I find that I learn differently when I read vs when I listen, and that I'm pretty good at getting a lot out of a combination.  I know I'm not everyone, but I am someone who's tried to teach myself through reading, and found that a combination is often more effective, especially for new stuff. 

2.  Class Size.  This seems only viable for classes up to say, 30 or so.  The 400 person classes I took in college (which are now MUCH bigger) couldn't work that way.  Instead, they were usually structured so that there was a discussion period with a TA to ask questions, work through problems, and discuss stuff.  One could, I suppose, move to a structure where everything was run in small classes, but the economics are at odds with reality at my school and at, I'm guessing, most bigger/public schools.

In high school science classes, we'd read, get lectures, and also do lab stuff.  In many of my college science classes, we'd read, get lectures, have discussion and lab sections in small groups.   (I did have college science classes with no labs or discussion groups, too.)

3.  High School.  So here's my memory of high school structure.  My school started at 8am, and went (with a lunch break) until 3:30.  And then I went home and was supposed to do homework, but I wasn't the best student.  So here's my question:  I usually had some math homework, and chem homework, and reading for English or social science, practiced my instrument (not as often or as much as I should have), and foreign language homework, but not all on a given afternoon.  I imagine not counting band, most kids don't do more than an hour or so of homework a night. 

Now let's imagine they have five classes: English, math, science, social science, and foreign language.  And each has a half hour video.  So that's two and a half hours of watching videos.  That doesn't include reading, so let's switch the English from video to reading, but still figure half an hour?

### [STATED EXERCISE A]
In the passage about classes and homework, at what times did the writer's high school day begin and end?
### [STATED EXERCISE B]
Continue the passage about classes and homework from its final sentence.

### [DATASET ROWS]

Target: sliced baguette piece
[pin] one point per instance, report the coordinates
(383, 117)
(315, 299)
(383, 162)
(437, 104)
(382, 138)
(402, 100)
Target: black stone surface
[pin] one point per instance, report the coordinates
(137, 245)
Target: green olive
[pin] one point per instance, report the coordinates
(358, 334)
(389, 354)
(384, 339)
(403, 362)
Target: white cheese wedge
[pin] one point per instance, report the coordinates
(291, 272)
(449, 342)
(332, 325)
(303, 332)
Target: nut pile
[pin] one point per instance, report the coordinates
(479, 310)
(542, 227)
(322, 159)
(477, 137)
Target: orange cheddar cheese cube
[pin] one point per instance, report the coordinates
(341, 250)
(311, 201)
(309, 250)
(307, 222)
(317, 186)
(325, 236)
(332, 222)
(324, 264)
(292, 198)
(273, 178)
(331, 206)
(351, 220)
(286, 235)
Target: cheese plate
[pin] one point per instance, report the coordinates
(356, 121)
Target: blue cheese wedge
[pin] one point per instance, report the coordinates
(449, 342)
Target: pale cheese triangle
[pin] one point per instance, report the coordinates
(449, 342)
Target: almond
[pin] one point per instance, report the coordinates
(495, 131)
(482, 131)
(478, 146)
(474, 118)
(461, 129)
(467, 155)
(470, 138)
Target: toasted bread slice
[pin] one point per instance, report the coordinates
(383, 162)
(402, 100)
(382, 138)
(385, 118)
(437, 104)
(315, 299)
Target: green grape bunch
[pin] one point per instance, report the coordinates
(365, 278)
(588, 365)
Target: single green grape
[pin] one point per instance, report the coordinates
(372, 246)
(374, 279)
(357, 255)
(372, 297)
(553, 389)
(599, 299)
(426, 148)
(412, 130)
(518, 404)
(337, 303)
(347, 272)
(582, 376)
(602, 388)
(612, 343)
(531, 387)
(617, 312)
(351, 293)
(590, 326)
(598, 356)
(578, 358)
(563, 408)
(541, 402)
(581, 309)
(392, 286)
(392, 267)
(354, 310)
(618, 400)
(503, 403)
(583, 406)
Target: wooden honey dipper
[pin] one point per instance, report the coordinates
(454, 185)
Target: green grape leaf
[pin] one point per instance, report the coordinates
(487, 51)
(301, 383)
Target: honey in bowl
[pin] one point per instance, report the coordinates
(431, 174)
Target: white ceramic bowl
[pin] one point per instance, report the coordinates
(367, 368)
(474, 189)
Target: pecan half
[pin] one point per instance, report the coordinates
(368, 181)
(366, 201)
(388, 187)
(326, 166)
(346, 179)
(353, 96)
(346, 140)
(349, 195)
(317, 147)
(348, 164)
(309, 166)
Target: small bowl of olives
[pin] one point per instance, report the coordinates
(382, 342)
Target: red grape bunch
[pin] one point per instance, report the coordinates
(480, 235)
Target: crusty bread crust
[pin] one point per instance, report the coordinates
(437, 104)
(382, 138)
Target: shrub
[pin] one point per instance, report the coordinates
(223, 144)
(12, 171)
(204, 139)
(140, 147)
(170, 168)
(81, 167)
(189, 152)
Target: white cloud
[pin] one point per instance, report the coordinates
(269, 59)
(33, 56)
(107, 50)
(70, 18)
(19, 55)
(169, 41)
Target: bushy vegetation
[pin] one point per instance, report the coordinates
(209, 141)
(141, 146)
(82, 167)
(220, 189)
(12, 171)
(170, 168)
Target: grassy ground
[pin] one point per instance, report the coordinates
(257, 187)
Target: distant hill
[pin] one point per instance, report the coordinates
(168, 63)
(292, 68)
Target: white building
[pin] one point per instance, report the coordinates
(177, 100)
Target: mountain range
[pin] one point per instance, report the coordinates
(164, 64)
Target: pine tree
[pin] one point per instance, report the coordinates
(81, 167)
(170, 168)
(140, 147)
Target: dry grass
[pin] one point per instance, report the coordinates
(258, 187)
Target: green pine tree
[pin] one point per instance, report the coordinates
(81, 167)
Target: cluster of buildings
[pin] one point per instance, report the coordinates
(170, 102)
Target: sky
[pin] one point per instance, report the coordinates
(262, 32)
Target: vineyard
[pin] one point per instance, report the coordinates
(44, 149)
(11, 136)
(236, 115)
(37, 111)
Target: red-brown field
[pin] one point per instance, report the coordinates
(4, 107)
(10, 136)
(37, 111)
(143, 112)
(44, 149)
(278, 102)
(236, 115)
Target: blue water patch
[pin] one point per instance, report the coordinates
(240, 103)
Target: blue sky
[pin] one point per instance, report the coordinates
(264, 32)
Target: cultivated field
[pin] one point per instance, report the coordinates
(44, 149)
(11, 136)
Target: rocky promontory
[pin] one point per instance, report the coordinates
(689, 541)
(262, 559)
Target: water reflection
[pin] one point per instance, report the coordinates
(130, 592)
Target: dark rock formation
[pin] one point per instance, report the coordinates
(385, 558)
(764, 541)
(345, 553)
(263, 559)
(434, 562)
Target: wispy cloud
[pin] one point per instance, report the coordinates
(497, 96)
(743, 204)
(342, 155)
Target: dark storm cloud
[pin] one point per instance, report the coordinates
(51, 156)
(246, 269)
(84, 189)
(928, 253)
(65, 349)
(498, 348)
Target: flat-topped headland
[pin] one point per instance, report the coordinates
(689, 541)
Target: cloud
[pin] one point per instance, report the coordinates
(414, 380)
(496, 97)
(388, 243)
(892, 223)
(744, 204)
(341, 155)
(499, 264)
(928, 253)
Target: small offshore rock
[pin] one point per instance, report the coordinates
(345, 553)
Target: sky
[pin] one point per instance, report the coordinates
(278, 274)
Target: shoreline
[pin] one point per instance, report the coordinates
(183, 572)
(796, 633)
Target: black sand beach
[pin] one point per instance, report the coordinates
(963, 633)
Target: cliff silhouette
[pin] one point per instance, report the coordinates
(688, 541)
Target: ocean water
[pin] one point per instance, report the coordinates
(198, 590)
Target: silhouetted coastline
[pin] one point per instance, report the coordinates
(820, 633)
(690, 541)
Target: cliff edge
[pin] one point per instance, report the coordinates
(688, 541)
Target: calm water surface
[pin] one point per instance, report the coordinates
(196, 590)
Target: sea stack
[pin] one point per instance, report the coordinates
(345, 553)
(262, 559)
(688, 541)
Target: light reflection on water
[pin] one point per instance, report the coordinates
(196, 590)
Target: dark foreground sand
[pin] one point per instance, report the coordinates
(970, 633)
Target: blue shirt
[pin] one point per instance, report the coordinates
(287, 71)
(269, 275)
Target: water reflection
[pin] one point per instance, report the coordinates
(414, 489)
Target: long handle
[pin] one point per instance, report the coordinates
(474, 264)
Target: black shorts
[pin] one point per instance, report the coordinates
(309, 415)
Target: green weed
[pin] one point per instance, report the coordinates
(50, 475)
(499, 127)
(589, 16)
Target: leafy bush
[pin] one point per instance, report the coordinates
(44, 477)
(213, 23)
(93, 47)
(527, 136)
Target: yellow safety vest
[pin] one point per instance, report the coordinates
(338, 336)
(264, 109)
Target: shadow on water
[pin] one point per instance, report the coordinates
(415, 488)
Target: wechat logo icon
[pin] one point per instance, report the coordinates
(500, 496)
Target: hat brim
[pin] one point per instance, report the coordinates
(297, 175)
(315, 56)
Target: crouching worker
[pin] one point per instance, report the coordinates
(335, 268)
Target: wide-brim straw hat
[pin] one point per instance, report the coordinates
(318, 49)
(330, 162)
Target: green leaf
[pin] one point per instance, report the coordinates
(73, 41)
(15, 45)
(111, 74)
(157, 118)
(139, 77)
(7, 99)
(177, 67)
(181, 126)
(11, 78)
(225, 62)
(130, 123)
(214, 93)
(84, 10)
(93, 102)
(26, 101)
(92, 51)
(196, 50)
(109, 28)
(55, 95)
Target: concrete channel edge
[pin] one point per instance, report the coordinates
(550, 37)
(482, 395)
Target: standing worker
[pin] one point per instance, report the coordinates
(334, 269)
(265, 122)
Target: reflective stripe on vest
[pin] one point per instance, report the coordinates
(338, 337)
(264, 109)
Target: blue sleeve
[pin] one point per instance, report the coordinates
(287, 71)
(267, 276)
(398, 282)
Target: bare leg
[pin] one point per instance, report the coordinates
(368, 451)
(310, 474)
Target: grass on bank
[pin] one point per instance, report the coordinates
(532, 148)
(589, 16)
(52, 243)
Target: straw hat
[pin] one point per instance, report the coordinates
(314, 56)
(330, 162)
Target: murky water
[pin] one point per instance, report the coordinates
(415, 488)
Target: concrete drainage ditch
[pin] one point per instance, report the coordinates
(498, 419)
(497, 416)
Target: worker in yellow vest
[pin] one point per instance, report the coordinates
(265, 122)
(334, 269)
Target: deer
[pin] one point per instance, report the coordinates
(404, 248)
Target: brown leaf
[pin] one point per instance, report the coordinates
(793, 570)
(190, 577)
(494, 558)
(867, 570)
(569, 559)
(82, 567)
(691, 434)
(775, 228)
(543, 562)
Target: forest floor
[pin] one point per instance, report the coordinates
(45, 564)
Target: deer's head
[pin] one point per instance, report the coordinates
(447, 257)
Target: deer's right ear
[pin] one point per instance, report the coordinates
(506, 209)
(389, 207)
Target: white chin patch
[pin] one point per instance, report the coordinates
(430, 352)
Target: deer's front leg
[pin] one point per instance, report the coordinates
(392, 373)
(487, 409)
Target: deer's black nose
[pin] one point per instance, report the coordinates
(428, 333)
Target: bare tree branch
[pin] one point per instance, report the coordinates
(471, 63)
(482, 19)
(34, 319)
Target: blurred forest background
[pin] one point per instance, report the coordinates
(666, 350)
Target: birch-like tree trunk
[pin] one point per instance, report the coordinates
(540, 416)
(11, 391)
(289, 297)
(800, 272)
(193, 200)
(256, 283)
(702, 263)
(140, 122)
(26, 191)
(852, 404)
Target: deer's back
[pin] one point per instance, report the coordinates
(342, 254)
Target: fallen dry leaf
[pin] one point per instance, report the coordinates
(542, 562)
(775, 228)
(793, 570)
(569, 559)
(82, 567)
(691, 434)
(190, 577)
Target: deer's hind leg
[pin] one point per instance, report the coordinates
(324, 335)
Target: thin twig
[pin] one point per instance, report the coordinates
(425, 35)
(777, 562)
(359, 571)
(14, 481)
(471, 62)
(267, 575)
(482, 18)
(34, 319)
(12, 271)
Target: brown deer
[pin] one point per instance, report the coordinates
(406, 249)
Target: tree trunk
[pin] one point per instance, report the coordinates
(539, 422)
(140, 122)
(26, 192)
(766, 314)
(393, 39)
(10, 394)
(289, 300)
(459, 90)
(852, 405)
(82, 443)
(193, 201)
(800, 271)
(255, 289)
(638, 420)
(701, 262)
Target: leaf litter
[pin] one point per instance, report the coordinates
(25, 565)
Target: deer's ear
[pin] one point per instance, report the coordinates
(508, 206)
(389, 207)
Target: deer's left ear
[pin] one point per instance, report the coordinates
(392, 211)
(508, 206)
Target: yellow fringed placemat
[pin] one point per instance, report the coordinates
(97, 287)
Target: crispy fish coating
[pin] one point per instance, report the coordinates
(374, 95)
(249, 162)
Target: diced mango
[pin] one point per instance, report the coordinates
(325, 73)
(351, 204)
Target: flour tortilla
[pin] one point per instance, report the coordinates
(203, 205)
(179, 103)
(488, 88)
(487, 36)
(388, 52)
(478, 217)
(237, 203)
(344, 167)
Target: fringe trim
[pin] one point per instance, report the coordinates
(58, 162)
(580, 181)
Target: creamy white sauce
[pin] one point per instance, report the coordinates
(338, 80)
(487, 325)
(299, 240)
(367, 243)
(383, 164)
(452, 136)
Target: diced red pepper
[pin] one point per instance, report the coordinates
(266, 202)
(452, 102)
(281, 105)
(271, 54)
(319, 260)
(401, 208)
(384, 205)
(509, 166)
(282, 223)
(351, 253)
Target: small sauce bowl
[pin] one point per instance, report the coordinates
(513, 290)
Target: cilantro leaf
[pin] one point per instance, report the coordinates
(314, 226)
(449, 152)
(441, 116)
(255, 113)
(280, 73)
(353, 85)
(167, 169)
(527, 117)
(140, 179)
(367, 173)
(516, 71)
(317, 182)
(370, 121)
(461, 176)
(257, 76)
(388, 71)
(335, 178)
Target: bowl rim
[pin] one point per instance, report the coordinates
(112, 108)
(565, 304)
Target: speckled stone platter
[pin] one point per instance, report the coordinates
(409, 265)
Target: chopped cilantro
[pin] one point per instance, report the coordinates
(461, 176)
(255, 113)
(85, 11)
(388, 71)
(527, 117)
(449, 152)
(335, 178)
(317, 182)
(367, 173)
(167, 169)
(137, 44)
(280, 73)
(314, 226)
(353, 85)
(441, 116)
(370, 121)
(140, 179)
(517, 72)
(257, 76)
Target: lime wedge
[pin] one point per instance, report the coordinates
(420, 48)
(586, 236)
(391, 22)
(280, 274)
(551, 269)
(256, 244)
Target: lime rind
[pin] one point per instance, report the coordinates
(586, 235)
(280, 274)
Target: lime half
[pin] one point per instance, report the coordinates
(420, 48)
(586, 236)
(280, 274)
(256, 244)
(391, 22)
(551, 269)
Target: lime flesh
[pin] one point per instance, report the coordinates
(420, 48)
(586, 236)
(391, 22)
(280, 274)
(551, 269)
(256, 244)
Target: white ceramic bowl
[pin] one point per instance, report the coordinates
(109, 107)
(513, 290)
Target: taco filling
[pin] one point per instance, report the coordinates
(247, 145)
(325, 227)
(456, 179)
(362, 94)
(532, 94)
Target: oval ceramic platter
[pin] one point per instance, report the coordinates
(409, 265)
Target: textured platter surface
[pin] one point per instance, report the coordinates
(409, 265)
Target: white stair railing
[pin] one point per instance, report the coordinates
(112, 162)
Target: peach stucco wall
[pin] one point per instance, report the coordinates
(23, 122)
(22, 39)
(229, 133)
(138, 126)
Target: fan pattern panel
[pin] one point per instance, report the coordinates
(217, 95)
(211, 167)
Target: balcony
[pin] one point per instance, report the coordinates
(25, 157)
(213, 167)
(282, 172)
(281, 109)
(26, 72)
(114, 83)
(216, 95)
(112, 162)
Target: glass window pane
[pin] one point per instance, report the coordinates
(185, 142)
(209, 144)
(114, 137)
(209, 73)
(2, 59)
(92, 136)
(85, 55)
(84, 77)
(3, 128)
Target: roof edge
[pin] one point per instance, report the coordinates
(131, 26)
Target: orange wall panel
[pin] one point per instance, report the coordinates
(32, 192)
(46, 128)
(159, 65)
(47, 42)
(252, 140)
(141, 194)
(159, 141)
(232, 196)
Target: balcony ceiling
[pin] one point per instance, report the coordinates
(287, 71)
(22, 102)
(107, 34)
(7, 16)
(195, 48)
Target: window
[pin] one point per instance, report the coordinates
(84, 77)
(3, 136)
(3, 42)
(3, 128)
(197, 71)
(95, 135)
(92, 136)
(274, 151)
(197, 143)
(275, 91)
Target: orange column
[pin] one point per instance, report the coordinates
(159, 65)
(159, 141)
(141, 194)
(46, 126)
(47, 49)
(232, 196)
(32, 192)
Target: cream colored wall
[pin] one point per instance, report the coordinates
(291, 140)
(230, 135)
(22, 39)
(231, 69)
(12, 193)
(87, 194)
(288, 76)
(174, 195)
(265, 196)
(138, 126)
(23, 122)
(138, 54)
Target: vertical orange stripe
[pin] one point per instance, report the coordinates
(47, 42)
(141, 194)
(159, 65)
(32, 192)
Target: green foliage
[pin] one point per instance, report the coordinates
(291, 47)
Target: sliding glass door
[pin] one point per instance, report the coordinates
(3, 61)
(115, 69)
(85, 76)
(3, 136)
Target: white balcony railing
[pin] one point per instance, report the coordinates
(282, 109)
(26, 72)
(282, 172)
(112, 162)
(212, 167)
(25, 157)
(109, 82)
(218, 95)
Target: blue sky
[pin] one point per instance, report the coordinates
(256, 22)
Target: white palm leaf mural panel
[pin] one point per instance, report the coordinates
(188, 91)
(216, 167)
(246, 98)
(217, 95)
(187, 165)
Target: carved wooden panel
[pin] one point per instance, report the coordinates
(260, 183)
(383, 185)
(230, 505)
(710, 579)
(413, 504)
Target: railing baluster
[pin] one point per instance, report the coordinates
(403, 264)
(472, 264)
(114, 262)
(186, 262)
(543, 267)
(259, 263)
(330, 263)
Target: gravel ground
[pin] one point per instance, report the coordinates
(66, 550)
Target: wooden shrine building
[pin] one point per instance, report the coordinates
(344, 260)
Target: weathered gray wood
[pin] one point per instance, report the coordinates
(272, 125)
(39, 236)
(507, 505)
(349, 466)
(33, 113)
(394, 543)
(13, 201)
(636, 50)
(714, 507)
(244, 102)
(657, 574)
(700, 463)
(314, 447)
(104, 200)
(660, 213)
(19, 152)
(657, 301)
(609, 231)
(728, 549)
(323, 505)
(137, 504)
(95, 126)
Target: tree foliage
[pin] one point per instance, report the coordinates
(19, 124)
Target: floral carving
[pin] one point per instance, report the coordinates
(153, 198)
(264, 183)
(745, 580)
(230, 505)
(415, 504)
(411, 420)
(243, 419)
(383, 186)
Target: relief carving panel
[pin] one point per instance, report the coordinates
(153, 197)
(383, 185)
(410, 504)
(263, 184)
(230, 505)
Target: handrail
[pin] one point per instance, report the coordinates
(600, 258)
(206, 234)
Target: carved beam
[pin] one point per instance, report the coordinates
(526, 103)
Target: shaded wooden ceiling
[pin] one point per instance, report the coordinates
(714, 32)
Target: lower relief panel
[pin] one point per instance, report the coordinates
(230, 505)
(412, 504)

### [FINAL ANSWER A]
It began at 8am and ran until 3:30, with a lunch break.

### [FINAL ANSWER B]
Is the idea that having students do something school related for two and a half hours is better than having them do an hour?  I can imagine that could work, eh?  I know if I worked out for two and a half hours every day, I'd be in better shape than if I did way less.  So is this a way to get students to do something for "homework" that's slightly more than minimal? 

[I have the barest idea of how much time high school students spend on homework, mostly from what they tell me as college students.  I'm pretty sure this isn't entirely reliable across any board at all.]

Thoughts
I guess from my point of view, the flip folks are over-simplifying traditional structures, or maybe the structures I experienced as a science undergrad aren't traditional?  It seems like they've set up a straw man traditional system where there's a person droning on at the front of a classroom.

And yet in my many years of college, all at public schools, two big R1s, one big regional, and one small community college, I don't remember much droning.  (Again, that may be me as a learner being more or less interested?)

Lit Classes
I do lecture in lit classes, but not much, and not in really structured ways.  Maybe I should think about it more?

Anyway, here's what I typically ask of students in day to day work:

Out of class: they read the text.  They may also write short assignments asking them to think about a short passage or a word, or for critical stuff, finding the thesis and such.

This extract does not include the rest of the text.